§ Opdrachten:
1/ Druk uit de tekst over algebraïsch oefenen het stuk af tussen "Als ik dit allemaal" en "verkeerde oplossingen leiden.", beide inbegrepen, zonder iets te veranderen.
2/ Herschrijf in de tekst over algebraïsch oefenen de alinea die begint met "Als het zo is dat de zwakke" in één kortere zin, met behoud van de belangrijkste feiten.
3/ Maak de tekst over algebraïsch oefenen alsjeblieft af door hem na de laatste zin voort te zetten.

Als ik dit allemaal samenneem, dan kom ik tot de volgende aanpak:

● oefenen van algebraïsche basisvaardigheden om tot automatismen te komen; ● gecombineerd met productief oefenen voor ontwikkelen van symbol sense;

● met gevarieerde en geïntegreerde oefeningen waarin basisvaardigheden en symbol sense tegelijkertijd geoefend worden;

● afgewisseld met samenwerkend leren via een procesmodel voor complexere opgaven die benaderd op een laag niveau tot verkeerde oplossingen leiden.

(13)

Ontwerphypothese en ontwerpregels

Mijn ontwerphypothese is de volgende:

“Als het zo is dat de zwakke wiskundige basisvaardigheden de oorzaak is van de lage prestaties van de leerlingen van de havo 5 wiskunde B klas, dan zal een aanpak van productief en

geïntegreerd oefenen de prestaties van de leerlingen verhogen op zowel deze basisvaardigheden als op het toepassen ervan in een context.”

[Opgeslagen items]
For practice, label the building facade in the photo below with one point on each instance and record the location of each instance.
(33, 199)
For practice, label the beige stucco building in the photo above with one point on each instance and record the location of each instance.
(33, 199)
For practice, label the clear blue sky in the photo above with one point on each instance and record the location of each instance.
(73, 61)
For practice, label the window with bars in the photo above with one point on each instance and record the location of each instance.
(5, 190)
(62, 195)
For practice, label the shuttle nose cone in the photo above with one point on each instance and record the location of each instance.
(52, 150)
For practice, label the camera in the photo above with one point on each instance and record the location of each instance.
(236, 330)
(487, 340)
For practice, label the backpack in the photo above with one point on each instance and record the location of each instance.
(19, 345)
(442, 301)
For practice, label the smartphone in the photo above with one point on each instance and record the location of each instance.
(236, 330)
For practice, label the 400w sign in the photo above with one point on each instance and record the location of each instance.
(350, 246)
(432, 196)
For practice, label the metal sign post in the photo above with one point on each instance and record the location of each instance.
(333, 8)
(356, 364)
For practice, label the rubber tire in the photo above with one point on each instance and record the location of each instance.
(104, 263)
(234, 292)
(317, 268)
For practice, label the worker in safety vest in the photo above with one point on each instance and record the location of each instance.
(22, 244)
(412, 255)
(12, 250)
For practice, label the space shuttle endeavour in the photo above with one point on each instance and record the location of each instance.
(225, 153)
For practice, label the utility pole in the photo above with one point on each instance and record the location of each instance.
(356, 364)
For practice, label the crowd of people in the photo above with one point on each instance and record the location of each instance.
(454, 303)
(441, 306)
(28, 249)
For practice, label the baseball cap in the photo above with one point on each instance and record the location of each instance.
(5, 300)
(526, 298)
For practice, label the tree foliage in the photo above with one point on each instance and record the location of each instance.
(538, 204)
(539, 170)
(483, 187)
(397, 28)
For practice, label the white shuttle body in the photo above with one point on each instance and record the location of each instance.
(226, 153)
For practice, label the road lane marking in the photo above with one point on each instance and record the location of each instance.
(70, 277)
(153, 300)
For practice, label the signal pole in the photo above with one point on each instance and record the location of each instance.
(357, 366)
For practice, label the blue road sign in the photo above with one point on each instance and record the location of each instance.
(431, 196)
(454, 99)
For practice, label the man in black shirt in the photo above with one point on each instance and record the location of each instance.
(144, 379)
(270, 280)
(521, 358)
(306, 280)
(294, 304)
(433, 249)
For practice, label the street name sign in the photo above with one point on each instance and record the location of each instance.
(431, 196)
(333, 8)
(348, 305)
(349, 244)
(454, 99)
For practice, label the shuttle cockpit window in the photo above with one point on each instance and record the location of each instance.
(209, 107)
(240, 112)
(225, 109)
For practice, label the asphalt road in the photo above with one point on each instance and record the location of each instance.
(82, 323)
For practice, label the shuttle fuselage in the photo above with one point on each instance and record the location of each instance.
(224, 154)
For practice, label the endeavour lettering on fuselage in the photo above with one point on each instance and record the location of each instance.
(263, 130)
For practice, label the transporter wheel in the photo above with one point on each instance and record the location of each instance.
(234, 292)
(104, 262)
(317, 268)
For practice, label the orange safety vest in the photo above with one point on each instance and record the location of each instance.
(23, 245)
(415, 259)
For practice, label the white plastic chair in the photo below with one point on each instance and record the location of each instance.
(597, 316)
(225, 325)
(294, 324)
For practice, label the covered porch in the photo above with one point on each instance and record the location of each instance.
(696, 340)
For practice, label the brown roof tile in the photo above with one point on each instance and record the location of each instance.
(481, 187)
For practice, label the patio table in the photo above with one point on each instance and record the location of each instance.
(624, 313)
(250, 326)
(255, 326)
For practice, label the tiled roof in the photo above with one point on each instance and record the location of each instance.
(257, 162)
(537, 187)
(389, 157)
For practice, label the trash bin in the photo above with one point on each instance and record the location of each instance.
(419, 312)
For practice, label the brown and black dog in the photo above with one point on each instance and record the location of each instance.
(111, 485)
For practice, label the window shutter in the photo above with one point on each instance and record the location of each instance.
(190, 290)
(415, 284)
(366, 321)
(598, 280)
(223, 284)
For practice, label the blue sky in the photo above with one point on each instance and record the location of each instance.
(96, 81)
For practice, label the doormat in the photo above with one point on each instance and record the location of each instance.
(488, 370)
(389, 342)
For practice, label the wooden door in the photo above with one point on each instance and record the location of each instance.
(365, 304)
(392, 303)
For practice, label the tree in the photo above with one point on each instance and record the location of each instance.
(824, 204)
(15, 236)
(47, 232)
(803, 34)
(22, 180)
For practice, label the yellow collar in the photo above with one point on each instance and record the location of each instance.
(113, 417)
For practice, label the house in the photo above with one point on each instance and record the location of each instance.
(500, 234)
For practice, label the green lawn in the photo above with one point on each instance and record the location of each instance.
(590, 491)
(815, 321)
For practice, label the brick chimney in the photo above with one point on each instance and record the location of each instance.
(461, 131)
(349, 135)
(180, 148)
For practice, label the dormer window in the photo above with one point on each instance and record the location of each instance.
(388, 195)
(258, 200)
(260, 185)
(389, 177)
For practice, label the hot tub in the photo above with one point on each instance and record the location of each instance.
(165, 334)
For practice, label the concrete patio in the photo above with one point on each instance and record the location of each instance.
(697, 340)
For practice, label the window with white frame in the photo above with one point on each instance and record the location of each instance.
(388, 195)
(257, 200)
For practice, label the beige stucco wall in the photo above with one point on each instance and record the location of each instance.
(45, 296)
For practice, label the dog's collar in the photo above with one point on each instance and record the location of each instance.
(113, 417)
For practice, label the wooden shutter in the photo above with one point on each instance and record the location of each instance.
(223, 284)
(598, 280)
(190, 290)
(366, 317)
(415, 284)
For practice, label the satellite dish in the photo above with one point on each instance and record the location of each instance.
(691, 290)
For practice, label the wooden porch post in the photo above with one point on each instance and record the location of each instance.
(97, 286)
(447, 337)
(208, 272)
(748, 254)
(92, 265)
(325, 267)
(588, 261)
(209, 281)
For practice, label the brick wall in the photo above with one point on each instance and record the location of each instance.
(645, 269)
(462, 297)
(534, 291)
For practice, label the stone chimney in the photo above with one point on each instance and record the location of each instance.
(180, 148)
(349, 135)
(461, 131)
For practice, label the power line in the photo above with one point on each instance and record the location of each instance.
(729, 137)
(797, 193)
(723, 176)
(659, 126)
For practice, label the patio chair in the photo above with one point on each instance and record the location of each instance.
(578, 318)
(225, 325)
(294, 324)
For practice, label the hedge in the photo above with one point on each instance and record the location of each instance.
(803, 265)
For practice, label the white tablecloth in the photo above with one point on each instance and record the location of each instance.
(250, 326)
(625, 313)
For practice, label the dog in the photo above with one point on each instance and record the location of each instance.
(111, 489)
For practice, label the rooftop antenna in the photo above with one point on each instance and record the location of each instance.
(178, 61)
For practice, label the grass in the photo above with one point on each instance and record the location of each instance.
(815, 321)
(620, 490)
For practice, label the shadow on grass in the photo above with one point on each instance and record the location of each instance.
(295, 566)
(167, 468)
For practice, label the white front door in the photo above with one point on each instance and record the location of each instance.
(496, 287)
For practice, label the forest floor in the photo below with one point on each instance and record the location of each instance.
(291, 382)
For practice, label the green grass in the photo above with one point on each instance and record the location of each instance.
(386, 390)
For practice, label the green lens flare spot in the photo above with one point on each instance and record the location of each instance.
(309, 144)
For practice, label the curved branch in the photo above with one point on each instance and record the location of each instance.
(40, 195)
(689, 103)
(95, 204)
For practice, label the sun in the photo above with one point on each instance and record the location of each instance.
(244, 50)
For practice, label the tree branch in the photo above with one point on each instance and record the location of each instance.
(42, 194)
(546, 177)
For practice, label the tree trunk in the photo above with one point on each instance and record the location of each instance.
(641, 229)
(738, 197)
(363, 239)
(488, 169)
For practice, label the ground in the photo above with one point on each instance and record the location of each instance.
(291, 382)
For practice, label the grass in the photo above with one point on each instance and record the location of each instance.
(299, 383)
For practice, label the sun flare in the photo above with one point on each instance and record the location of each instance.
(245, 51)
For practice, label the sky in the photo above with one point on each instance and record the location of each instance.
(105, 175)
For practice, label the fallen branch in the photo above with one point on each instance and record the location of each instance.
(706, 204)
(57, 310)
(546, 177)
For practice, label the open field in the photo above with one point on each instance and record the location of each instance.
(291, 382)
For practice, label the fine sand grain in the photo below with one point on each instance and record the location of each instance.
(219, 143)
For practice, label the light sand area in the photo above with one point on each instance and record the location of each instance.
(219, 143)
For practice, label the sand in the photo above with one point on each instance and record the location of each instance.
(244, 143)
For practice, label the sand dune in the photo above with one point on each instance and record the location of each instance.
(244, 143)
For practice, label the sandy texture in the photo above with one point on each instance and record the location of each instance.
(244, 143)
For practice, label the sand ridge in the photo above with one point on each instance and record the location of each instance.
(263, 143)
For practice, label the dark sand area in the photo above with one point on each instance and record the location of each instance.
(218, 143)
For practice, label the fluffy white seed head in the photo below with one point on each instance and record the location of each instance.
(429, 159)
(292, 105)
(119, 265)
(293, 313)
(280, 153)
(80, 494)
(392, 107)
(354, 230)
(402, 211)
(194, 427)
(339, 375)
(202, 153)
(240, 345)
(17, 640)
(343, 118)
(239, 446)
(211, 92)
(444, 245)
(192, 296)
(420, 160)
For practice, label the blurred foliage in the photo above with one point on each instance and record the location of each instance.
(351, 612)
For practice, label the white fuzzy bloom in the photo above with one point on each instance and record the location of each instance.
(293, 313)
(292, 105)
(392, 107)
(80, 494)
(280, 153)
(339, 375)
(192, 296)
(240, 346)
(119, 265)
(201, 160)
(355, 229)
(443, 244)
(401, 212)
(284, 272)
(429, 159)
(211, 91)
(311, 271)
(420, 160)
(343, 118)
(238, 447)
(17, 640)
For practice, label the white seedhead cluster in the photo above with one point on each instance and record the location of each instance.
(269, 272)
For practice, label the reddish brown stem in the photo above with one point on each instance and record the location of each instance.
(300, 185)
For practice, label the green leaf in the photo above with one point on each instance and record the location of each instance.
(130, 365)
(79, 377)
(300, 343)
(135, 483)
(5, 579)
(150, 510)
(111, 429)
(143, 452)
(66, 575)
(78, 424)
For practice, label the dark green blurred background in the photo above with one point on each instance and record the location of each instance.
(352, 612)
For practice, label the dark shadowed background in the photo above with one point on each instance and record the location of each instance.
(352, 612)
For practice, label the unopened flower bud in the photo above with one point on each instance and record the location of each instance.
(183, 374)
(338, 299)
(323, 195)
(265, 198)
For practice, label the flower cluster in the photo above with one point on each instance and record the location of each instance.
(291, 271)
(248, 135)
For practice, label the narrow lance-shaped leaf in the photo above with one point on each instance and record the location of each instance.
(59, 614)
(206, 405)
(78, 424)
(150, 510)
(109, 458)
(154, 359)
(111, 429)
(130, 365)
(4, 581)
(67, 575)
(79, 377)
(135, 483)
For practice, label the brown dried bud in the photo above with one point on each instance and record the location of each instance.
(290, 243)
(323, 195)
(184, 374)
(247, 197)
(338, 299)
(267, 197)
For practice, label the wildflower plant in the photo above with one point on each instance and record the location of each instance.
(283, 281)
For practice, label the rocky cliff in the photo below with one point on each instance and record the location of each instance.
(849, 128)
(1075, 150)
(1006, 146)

§ Uitwerkingen:
1/
Als ik dit allemaal samenneem, dan kom ik tot de volgende aanpak:

● oefenen van algebraïsche basisvaardigheden om tot automatismen te komen; ● gecombineerd met productief oefenen voor ontwikkelen van symbol sense;

● met gevarieerde en geïntegreerde oefeningen waarin basisvaardigheden en symbol sense tegelijkertijd geoefend worden;

● afgewisseld met samenwerkend leren via een procesmodel voor complexere opgaven die benaderd op een laag niveau tot verkeerde oplossingen leiden.

2/ Als zwakke basisvaardigheden de lage prestaties van de havo 5 wiskunde B-klas verklaren, dan verbetert productief en geïntegreerd oefenen zowel die basisvaardigheden als het toepassen ervan in een context.

3/
Ik kom tot vier didactische ontwerpregels:

1. oefenen van algebraïsche basisvaardigheden om tot automatismen te komen; 2. gecombineerd met productief oefenen voor ontwikkelen van symbol sense;

3. met gevarieerde en geïntegreerde oefeningen waarin basisvaardigheden en symbol sense tegelijkertijd geoefend worden;

4. afgewisseld met samenwerkend leren via een procesmodel voor complexere opgaven die benaderd op een laag niveau tot verkeerde oplossingen leiden.

Er zijn twee beperkende randvoorwaarden voor het ontwerponderzoek:

● De interventie vindt plaats tijdens de drie weken van de examentraining en moet daar goed inpassen.

● Er is geen parallel klas.

Onderzoeksopzet en onderzoeksinstrumenten

Wat betreft de onderzoeksopzet kies ik voor twee meetinstrumenten, inhoudsanalyse en score (cijfer) voor het leerresultaat en hardop-denken voor het leergedrag.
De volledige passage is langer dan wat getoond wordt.